[Passage shown]
08/04/2026
E. S. WIGG – Shaping the state
Edgar Smith Wigg (7 June 1818 – 14 September 1899) was a bookseller, stationer and founder of the Adelaide firm E. S. Wigg & Son.
Edgar Smith Wigg commenced work as a bank clerk, at which time he developed a book club for the benefit of his fellow workers opening a bookshop in Warwickshire. He married F***y Neale Morewood in September 1846. Their first child, Edward Neale Wigg, was born in 1847 and the family emigrated to the colony of South Australia.
Edgar Wigg rented a shop at 4 Rundle Street in 1849, where he started a business selling books and homeopathic medicine. He recognized the opportunity to manufacture stationery after South Australia’s Municipal Corporations Act was passed, requiring many records to be kept, including those of council accounts, religious congregations, licences and taxation.
In 1857 the business was moved to larger premises in Rundle Street. Wigg bought another competing bookseller and became the largest bookseller in the colony, expanding the printing and manufacturing side of the business within a few years whilst also opening a pharmacy at 34 King William Street.
The company quickly expanded as it supplied educational needs and Sunday schools whilst Wigg maintained a close relationship with the North Adelaide Baptist Church and supported the Institution for the Blind.
In 1871, Edgar's son, Edward Neale Wigg, married Janet Davidson whose brother William Laidlaw Davidson emigrated to Adelaide and joined the company. Edgar Smith Wigg, also an Adelaide city councillor between 1871-74 and 1876-80, retired from the business and handed over to eldest son Edward Neale Wigg and son-in-law William Davidson. In 1885, Wigg’s daughter Mary married William Davidson, who by that time was managing the business.
The company opened branches in Western Australia and, after Edgar Smith Wigg died in 1899, expanded further. In 1901, William Davidson bought and installed the first envelope machine in South Australia and land was purchased at Port Road in Southwark (later Thebarton) for a factory to produce the envelopes. The partnership between Edward Neale Wigg and William Davidson was dissolved in 1910, with the Wigg interest sold to the Davidson family.
Edgar Smith Wigg is buried at North Road Cemetery in Plot 1838 Path 3 North along with other family members in Plots 1837 and 1919.
William Laidlaw Davidson is buried at North Road Cemetery in Plot 6032 Path 24 South.
Sadly the licences on the plots have expired.

[What you need to do] Quote the E. S. Wigg text verbatim, beginning at "Edgar Wigg rented" and stopping after "licences and taxation.".

[Dataset content]
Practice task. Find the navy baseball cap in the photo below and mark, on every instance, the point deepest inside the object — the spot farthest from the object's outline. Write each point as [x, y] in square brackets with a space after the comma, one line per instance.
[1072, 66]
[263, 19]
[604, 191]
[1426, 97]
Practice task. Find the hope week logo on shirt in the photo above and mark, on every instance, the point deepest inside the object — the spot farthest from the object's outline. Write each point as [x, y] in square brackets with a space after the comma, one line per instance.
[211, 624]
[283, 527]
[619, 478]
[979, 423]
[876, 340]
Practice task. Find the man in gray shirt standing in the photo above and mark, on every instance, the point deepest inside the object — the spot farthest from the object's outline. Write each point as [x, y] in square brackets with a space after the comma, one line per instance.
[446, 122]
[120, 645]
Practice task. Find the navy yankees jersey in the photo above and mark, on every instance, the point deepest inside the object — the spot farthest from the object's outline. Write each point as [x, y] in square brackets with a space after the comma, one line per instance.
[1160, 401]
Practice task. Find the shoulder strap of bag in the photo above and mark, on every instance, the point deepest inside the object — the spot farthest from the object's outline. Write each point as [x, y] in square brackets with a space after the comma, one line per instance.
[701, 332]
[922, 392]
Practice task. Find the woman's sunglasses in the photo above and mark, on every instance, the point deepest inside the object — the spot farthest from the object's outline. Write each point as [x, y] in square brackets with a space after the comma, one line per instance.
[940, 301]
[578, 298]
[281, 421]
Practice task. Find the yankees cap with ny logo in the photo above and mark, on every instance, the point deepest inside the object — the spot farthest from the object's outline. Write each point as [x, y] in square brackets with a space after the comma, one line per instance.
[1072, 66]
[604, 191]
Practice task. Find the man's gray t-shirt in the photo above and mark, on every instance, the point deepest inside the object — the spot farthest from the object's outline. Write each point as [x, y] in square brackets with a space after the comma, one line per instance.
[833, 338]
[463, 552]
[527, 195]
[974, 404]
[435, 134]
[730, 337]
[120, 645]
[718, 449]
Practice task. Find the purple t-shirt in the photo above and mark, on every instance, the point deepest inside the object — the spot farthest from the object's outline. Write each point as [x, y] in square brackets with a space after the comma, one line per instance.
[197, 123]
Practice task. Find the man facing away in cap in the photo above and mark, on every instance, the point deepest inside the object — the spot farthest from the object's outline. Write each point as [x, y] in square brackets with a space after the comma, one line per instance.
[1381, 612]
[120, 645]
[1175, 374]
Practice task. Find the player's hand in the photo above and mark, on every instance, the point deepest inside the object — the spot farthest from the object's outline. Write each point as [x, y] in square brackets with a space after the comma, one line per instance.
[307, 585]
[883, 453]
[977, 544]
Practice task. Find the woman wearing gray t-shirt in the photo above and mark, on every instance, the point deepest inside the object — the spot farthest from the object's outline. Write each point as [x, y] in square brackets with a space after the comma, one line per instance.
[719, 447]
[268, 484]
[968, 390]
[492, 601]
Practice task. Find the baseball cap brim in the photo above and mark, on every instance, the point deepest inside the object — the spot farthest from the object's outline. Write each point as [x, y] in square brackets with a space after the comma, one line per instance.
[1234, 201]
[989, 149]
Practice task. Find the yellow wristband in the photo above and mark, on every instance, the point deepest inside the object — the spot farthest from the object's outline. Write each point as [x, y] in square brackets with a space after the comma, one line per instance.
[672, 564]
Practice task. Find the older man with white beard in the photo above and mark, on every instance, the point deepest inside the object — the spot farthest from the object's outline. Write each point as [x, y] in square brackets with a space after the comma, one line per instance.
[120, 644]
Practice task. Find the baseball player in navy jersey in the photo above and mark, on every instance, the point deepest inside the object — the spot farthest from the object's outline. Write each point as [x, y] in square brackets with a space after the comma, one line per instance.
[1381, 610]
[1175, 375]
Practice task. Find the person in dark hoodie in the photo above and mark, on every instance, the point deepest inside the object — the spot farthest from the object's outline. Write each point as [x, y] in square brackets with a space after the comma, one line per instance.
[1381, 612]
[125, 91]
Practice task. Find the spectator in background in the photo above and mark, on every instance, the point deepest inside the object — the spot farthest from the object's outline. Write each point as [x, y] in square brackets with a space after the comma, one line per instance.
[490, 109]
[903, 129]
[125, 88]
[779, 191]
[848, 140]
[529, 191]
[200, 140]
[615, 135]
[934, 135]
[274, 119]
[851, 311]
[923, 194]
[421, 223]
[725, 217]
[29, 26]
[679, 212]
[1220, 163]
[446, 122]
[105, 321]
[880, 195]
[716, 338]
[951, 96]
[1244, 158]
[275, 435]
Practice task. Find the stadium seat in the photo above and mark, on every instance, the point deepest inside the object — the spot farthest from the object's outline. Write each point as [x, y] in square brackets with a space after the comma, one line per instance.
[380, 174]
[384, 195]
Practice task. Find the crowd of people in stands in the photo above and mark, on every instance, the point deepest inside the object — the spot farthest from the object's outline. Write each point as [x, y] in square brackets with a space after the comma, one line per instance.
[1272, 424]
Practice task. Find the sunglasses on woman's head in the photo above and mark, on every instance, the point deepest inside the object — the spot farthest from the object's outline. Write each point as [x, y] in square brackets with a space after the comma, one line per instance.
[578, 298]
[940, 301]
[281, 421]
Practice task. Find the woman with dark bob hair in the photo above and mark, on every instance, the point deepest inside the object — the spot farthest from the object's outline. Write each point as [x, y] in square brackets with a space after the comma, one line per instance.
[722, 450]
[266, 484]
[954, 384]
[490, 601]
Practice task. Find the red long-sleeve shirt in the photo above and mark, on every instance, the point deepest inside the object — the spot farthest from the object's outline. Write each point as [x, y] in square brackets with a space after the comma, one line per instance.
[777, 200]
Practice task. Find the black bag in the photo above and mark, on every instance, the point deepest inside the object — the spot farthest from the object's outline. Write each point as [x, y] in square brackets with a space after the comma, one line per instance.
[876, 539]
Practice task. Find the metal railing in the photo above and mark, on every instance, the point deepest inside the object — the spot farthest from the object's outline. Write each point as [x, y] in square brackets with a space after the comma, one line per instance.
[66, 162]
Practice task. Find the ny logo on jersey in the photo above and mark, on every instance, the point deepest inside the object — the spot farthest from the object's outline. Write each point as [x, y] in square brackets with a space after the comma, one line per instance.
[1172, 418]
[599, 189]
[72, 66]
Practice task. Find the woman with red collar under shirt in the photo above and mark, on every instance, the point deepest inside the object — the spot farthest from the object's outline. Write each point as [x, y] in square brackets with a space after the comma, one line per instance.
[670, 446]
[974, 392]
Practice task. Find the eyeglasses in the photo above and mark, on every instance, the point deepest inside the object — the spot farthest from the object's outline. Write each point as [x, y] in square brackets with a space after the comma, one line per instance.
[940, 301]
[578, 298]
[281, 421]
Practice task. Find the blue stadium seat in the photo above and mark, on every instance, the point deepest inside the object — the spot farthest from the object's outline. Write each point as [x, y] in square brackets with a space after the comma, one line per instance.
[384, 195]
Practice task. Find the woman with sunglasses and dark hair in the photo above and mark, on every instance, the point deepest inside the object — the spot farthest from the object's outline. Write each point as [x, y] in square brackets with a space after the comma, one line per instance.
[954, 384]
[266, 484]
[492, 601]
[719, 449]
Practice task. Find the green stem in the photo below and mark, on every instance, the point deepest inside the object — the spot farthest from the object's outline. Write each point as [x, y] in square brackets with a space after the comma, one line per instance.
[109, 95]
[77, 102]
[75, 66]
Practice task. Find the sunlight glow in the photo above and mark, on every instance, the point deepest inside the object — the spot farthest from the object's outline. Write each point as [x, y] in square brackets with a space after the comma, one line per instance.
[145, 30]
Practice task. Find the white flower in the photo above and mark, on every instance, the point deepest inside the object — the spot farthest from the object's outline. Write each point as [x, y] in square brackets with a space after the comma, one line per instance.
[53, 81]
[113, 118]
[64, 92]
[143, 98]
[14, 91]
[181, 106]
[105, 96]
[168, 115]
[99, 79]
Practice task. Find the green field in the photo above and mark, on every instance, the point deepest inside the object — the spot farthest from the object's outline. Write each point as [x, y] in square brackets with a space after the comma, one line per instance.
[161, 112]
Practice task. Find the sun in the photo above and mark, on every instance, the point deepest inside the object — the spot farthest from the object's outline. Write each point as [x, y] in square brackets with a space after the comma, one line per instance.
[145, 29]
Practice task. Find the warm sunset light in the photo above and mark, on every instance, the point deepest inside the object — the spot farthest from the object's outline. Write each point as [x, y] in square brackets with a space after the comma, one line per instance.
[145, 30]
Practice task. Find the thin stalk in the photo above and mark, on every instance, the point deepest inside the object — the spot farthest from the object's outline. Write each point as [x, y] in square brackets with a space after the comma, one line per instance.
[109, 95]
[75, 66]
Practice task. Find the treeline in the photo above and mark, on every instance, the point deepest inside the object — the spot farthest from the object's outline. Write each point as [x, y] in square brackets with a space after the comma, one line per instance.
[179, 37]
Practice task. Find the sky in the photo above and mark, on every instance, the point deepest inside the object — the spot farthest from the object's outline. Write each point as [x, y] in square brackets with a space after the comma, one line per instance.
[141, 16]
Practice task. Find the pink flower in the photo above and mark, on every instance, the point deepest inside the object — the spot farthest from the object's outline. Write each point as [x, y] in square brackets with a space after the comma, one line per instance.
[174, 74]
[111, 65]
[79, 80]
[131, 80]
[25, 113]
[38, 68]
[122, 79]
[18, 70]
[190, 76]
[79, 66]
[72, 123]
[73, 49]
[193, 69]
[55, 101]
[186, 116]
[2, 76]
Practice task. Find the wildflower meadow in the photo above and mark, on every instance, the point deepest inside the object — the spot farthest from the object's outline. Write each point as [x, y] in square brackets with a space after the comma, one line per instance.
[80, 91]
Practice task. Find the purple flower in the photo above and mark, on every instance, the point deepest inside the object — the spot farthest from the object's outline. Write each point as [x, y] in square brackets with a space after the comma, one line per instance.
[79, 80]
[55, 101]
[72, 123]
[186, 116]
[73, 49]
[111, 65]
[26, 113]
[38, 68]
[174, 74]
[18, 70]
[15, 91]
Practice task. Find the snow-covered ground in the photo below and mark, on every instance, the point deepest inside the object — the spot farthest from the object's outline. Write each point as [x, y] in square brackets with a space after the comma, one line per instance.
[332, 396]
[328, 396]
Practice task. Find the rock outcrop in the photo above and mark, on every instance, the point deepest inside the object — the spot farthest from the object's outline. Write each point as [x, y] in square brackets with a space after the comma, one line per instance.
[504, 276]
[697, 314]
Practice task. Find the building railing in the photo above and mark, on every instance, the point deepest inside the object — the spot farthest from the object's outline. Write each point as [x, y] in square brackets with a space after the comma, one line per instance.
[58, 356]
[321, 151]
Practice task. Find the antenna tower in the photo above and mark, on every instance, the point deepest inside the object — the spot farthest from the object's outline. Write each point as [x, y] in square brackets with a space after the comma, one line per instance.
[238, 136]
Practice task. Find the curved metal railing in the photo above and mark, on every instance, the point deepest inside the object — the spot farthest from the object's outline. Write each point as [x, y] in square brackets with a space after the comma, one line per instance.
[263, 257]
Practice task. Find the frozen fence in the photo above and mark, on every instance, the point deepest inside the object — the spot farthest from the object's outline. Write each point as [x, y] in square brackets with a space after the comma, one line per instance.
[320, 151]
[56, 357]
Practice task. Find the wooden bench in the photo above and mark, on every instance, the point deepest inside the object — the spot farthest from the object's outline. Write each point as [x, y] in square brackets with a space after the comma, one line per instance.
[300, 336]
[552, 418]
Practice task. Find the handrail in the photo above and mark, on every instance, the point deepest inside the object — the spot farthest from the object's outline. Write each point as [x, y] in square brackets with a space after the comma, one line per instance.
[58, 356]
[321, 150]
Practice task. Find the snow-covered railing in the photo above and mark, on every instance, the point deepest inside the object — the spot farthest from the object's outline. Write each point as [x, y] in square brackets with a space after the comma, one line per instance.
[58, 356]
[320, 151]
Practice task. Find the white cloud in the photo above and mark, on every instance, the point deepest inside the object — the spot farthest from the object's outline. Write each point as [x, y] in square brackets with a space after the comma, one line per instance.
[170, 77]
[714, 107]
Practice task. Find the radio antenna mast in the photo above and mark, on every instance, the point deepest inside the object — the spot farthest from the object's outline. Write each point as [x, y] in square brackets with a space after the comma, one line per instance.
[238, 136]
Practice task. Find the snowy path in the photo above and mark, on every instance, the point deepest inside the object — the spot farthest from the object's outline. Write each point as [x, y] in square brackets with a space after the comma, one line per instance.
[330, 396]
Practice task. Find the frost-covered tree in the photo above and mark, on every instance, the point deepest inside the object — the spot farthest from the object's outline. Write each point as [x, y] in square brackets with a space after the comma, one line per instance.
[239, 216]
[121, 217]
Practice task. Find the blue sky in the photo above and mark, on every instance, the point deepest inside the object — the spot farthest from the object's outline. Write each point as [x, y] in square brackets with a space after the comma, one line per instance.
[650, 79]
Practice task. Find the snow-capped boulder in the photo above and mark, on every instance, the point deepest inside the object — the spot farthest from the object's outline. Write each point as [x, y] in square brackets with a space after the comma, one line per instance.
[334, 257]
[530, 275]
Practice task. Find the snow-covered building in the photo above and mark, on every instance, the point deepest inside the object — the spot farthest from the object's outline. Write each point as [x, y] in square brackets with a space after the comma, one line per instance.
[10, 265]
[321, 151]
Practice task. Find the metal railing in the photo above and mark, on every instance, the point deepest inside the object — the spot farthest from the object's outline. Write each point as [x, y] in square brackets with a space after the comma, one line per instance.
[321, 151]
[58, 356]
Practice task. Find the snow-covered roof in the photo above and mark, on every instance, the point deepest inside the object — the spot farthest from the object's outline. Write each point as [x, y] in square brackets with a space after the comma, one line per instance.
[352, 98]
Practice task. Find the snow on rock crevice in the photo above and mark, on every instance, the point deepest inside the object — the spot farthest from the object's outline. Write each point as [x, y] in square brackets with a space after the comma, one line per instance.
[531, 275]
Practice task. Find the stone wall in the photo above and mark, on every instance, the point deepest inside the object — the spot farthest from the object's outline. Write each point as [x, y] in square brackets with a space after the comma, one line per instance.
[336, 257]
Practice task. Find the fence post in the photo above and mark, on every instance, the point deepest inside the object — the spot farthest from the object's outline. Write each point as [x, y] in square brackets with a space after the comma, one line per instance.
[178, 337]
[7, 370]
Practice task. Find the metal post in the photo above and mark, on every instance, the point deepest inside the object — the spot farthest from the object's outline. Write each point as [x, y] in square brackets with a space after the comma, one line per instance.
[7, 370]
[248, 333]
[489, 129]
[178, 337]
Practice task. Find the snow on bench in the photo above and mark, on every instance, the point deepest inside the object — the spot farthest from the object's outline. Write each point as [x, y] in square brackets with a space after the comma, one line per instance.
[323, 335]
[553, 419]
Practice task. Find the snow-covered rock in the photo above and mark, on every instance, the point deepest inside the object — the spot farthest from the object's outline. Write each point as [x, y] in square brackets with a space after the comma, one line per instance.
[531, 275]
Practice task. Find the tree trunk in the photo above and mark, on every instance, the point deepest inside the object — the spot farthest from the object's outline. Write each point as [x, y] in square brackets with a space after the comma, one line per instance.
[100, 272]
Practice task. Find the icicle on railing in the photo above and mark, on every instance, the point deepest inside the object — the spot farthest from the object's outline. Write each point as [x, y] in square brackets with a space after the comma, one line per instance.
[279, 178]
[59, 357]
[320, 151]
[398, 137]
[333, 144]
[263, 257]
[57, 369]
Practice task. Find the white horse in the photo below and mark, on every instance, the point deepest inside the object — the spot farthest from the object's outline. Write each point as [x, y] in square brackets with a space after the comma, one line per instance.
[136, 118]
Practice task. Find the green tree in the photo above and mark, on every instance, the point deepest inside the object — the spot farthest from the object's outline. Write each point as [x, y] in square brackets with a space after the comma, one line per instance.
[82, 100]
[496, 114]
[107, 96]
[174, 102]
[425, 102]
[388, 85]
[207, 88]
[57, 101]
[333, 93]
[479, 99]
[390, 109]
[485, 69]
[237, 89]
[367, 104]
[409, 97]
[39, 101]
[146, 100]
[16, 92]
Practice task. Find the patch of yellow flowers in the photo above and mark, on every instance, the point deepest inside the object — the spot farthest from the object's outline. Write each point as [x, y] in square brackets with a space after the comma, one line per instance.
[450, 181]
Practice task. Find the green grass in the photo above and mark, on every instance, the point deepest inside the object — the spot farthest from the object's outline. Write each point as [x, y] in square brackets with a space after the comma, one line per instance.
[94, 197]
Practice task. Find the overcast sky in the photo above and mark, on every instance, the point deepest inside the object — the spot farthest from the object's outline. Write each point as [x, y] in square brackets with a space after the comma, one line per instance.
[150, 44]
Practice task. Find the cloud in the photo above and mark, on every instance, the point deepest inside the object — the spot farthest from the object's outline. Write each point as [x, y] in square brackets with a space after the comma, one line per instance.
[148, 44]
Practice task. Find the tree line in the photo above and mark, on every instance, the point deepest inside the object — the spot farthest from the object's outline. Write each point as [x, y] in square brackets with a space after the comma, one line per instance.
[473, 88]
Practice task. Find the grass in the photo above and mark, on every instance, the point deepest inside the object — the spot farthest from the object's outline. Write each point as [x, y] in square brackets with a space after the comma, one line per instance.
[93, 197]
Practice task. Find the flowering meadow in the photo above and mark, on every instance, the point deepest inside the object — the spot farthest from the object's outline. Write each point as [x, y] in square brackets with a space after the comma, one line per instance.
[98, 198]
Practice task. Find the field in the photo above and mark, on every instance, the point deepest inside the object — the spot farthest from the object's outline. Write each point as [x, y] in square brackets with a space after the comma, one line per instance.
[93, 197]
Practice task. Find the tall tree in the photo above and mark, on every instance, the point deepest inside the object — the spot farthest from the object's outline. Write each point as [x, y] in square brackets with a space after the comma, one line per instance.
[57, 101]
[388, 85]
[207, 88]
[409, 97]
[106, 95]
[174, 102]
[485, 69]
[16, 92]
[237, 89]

[Finished exercise]
Edgar Wigg rented a shop at 4 Rundle Street in 1849, where he started a business selling books and homeopathic medicine. He recognized the opportunity to manufacture stationery after South Australia’s Municipal Corporations Act was passed, requiring many records to be kept, including those of council accounts, religious congregations, licences and taxation.